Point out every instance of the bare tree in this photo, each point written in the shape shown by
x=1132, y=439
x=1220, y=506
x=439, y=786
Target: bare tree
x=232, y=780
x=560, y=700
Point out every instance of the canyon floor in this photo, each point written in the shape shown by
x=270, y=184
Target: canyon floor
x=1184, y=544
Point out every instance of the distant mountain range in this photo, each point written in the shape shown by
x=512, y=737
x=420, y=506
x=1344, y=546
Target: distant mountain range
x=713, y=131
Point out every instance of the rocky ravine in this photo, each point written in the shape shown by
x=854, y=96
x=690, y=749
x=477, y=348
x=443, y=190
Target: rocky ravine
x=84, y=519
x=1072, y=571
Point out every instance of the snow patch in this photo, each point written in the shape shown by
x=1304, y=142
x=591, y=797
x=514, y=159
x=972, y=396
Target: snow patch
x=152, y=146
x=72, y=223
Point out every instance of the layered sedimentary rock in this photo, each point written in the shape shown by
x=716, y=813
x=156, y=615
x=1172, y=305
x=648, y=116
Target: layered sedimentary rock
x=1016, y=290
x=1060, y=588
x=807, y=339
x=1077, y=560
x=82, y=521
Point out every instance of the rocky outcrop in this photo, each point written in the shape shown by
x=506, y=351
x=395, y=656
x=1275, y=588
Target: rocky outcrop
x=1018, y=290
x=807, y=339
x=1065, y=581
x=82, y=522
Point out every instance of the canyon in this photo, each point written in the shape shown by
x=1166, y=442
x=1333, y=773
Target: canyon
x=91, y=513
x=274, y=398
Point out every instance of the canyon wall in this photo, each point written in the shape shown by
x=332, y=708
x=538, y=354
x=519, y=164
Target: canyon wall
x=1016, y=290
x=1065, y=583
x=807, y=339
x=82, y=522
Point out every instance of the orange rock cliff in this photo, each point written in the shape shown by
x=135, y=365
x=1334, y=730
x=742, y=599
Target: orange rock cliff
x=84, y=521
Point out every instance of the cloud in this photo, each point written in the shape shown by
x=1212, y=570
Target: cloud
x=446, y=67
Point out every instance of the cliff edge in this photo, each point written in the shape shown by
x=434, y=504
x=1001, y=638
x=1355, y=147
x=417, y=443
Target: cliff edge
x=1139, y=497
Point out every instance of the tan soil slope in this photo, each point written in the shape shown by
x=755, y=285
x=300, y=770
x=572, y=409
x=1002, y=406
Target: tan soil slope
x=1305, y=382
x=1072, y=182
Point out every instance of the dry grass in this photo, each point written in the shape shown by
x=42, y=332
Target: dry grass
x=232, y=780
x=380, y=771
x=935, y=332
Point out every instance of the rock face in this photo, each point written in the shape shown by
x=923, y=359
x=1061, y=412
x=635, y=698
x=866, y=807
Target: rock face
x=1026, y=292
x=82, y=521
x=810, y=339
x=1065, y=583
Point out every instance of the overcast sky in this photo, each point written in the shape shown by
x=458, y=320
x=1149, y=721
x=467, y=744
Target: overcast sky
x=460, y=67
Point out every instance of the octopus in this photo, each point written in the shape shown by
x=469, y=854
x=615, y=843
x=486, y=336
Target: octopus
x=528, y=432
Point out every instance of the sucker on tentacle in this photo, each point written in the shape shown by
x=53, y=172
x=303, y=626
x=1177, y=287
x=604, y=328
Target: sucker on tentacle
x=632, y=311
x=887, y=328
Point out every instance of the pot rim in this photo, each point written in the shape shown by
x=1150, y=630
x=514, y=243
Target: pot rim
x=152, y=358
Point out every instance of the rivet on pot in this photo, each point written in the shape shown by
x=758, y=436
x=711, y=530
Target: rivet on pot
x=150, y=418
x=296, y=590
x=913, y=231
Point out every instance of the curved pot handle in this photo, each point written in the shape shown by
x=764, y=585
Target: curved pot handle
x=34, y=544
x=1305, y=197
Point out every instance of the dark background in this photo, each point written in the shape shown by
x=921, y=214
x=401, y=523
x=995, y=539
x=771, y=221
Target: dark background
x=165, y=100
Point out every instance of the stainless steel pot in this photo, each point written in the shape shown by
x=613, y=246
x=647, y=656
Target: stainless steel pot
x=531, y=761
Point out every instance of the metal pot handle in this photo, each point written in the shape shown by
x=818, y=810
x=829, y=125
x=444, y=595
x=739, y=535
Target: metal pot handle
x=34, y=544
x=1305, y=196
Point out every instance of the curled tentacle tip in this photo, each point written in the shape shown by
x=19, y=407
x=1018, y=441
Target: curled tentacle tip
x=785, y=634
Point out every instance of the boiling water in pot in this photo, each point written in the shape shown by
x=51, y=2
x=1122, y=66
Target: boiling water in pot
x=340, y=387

════════════════

● **Required action**
Repeat the records above in full, character for character.

● **Reply to the task**
Point out every instance of the bare tree in this photo, each point written in the shape shown by
x=1132, y=439
x=1220, y=506
x=439, y=786
Target: bare tree
x=232, y=780
x=560, y=700
Point out every instance of the canyon floor in this photo, each point written in the shape shown by
x=270, y=184
Target: canyon floor
x=1184, y=544
Point out every instance of the distant mountain range in this photo, each point written in the shape shown by
x=512, y=737
x=420, y=506
x=1344, y=546
Target: distant mountain range
x=713, y=131
Point out every instance of the rocky ravine in this photo, each point written in the shape shown by
x=854, y=96
x=690, y=749
x=477, y=348
x=443, y=190
Target: rocky ravine
x=84, y=519
x=1072, y=571
Point out every instance of the snow patch in this photo, each point written in the shape shown by
x=1304, y=142
x=591, y=797
x=514, y=159
x=972, y=396
Target: snow patch
x=152, y=146
x=72, y=223
Point out every instance of the layered sedimentary rock in this photo, each point written in the shape shown by
x=716, y=813
x=156, y=615
x=1172, y=305
x=648, y=116
Target: layered sedimentary rock
x=1016, y=290
x=1060, y=588
x=807, y=339
x=1077, y=560
x=82, y=521
Point out every instance of the rocky outcrop in this photo, each point written in the shape shown by
x=506, y=351
x=395, y=656
x=1275, y=588
Target: rocky outcrop
x=1018, y=290
x=807, y=339
x=1065, y=581
x=82, y=522
Point out every instance of the canyon in this photo, each point written in the shape shown by
x=1166, y=442
x=1333, y=773
Target: canyon
x=91, y=513
x=274, y=398
Point out every instance of the canyon wall in this photo, each point written in the shape shown by
x=332, y=708
x=538, y=354
x=519, y=164
Target: canyon wall
x=1016, y=290
x=1065, y=583
x=807, y=339
x=82, y=522
Point out every instance of the orange rock cliff in this photo, each point written in the shape shown by
x=135, y=365
x=1334, y=730
x=742, y=599
Target: orange rock cliff
x=84, y=521
Point out every instance of the cloud in this photo, each point written in the shape shown by
x=1212, y=570
Target: cloud
x=446, y=67
Point out every instance of the cliff edge in this photo, each point written in the shape shown by
x=434, y=504
x=1001, y=638
x=1355, y=147
x=417, y=443
Target: cliff edge
x=1139, y=497
Point out every instance of the tan soil slope in this photo, each point written in the shape shown by
x=755, y=285
x=300, y=770
x=572, y=409
x=1002, y=406
Target: tan soil slope
x=1305, y=382
x=1072, y=182
Point out every instance of the dry grass in this photo, each point written in the shape shown by
x=42, y=332
Target: dry grass
x=232, y=780
x=380, y=771
x=935, y=332
Point out every instance of the rock face in this photo, each point written in the shape shown by
x=923, y=359
x=1061, y=412
x=635, y=698
x=866, y=807
Target: rock face
x=1026, y=292
x=82, y=521
x=810, y=339
x=1065, y=583
Point out every instance of the overcast sky in this photo, each point written in the shape shown by
x=458, y=320
x=1149, y=721
x=467, y=744
Target: overcast sky
x=460, y=67
Point out every instance of the octopus in this photo, each point written in the shape shown by
x=469, y=854
x=615, y=843
x=486, y=336
Target: octopus
x=528, y=432
Point out every instance of the sucker on tentacle in this photo, each point written in the shape shown by
x=53, y=172
x=303, y=626
x=1177, y=287
x=604, y=328
Target: sucker on tentacle
x=632, y=311
x=887, y=328
Point out every instance of the pot rim in this photo, each point written in the shape shown by
x=1150, y=630
x=514, y=243
Target: pot rim
x=152, y=358
Point out every instance of the rivet on pot in this photo, each point written in the shape shown by
x=758, y=436
x=711, y=530
Target: rivet on pot
x=150, y=418
x=296, y=590
x=913, y=231
Point out every instance of the curved pot handle in this photo, each point written in the shape shown by
x=764, y=585
Target: curved pot handle
x=34, y=544
x=1305, y=197
Point out every instance of the dark background in this photo, each point written in the shape shown by
x=921, y=214
x=401, y=523
x=995, y=539
x=771, y=221
Target: dark background
x=165, y=100
Point out every instance of the stainless steel pot in this photo, each point written in the shape shown by
x=613, y=246
x=647, y=656
Target: stainless steel pot
x=531, y=761
Point out every instance of the metal pot handle in this photo, each point written in the shape shown by
x=818, y=810
x=829, y=125
x=444, y=595
x=739, y=535
Target: metal pot handle
x=34, y=544
x=1305, y=196
Point out every instance of the curled tentacle tip in this photo, each point written in the shape shown by
x=19, y=407
x=1018, y=441
Target: curled tentacle tip
x=785, y=634
Point out every instance of the boiling water in pot in this photo, each point written in the shape shown by
x=51, y=2
x=1122, y=66
Target: boiling water in pot
x=340, y=387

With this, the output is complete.